Excerpts from annotation records:
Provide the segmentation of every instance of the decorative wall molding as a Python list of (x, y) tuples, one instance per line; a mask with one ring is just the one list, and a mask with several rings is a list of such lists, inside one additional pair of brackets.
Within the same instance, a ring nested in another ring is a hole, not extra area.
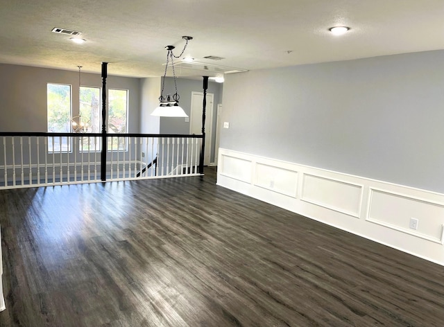
[[(444, 204), (375, 188), (369, 198), (366, 221), (442, 244)], [(409, 228), (411, 218), (419, 220), (417, 230)]]
[(301, 200), (359, 218), (362, 185), (307, 173), (302, 181)]
[(444, 194), (219, 151), (218, 185), (444, 265)]
[(298, 172), (282, 167), (256, 162), (254, 184), (284, 195), (296, 197)]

◆ GIVEN TASK: Rewrite all the items, substituting "ornamental wall trim" for "decorative wall molding" and changing nothing else. Leave the pictures out of your answer.

◆ THE RESPONSE:
Provide the segmentation of every instance of the ornamental wall trim as a Python list of (x, y) tuples, one instance per line; a mask with one ring is just the one list, and a mask with several rings is a list of such lists, inside one additional pair of brackets.
Within the same instance, a ring nested in another ring is a hole, not extra area.
[[(444, 204), (375, 188), (369, 198), (366, 221), (442, 244)], [(409, 228), (411, 218), (419, 220), (417, 230)]]
[(301, 200), (359, 218), (362, 185), (307, 173), (302, 181)]
[(444, 194), (219, 151), (218, 185), (444, 265)]
[(298, 172), (282, 167), (256, 162), (254, 184), (284, 195), (296, 197)]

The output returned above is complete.